◆ **ACTIVITIES**
A. In the text on the pharmacist contraception survey, rewrite the part that opens with the words "Between September and" and closes with "payment mechanisms (66%).", putting "obstacles" in place of "barriers".
B. Extend the text about the pharmacist contraceptive counseling survey beyond its final sentence.

Between September and December 2020, study authors conducted a nationwide survey by mail. They contacted 2149 community pharmacies and requested a response from a single pharmacist from each location. Nineteen percent (366) of requests were answered, with a median respondent age of 34 years old.

Outcomes from the survey included practices, reported and tested knowledge, attitudes, confidence, benefits, and barriers.1

Most pharmacists (85%), “agreed that contraceptive counselling fits within their current professional activities and emphasized benefits to their patients, including improved access to contraceptive decision support (80%), as being key motivators of counselling,” Mazza and colleagues reported.

Researchers said the most important barriers included lack of assistance tools (54%), lack of training opportunities (5%), and lack of payment mechanisms (66%).

Pharmacists rated their self-knowledge and confidence as highest with combined oral contraceptives and lowest with copper intrauterine devices.

◆ **RECORDED DATA**
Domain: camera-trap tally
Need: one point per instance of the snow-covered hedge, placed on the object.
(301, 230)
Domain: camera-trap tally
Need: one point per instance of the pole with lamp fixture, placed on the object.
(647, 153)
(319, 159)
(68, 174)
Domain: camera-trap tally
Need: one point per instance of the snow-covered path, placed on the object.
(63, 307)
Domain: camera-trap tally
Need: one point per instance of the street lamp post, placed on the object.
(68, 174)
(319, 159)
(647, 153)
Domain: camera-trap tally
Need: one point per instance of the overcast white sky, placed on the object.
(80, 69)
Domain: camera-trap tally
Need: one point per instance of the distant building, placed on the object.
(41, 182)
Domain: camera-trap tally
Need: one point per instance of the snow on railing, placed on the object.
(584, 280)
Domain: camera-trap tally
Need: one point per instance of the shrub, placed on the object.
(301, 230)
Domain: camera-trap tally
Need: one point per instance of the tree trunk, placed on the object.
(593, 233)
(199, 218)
---
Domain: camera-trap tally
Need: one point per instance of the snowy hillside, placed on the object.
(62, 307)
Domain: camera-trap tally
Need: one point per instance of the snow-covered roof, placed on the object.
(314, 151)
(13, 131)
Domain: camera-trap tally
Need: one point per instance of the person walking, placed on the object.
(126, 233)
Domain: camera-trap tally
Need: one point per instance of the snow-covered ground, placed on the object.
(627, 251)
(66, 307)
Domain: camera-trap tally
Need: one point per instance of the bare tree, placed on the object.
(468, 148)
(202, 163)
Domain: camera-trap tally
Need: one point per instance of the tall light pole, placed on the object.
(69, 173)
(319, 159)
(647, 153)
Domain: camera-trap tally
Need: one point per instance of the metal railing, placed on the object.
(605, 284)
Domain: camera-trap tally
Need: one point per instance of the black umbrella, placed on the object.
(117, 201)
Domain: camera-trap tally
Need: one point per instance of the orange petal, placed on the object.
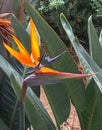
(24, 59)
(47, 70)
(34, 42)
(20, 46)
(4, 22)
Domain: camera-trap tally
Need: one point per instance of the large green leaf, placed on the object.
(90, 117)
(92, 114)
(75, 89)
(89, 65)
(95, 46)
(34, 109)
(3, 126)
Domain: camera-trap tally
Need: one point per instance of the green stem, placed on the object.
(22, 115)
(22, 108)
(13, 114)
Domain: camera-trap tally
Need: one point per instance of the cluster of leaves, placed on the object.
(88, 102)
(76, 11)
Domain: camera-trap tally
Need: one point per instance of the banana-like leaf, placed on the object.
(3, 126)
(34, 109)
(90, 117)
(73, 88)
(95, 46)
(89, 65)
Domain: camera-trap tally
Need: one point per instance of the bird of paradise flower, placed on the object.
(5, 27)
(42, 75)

◆ **ANSWERS PER TASK**
A.
Between September and December 2020, study authors conducted a nationwide survey by mail. They contacted 2149 community pharmacies and requested a response from a single pharmacist from each location. Nineteen percent (366) of requests were answered, with a median respondent age of 34 years old.

Outcomes from the survey included practices, reported and tested knowledge, attitudes, confidence, benefits, and obstacles.1

Most pharmacists (85%), “agreed that contraceptive counselling fits within their current professional activities and emphasized benefits to their patients, including improved access to contraceptive decision support (80%), as being key motivators of counselling,” Mazza and colleagues reported.

Researchers said the most important obstacles included lack of assistance tools (54%), lack of training opportunities (5%), and lack of payment mechanisms (66%).

B.
“When tested, pharmacists were very knowledgeable about method, dosage, frequencies and costs, and relatively less knowledgeable about side-effects and IUD suitability for adolescents,” Mazza and colleagues said.

They added that Australian pharmacists have limited opportunities after undergraduate degrees for contraceptive knowledge, which is similar to findings in the United States, where “most pharmacists described contraceptive education in the pharmacy curricula as being inadequate to prepare them for contraception prescribing.”1,5

In areas where general practitioners were scarce, pharmacies were most likely to have a private consultation room and advanced accreditation, according to study authors. They said this provides an opportunity for pharmacists to increase access to contraception methods and counselling in communities that lack these services, and that most pharmacists felt positive about these services.1

To decrease barriers reported by pharmacists, researchers recommended policy level changes such as medicine rebates and federal pharmacy funding agreements. In addition, they said pharmacy curricula changes and professional development opportunities would also decrease these barriers.

For study limitations, researchers said that 2/3 of pharmacists who responded to the survey self-identified as innovators or early adopters, and so this may have resulted in sampling bias.

In addition, while the sample size of 366 responses was adequate, it was a relatively small number compared with the initial 2149 survey requests and may not provide a full picture.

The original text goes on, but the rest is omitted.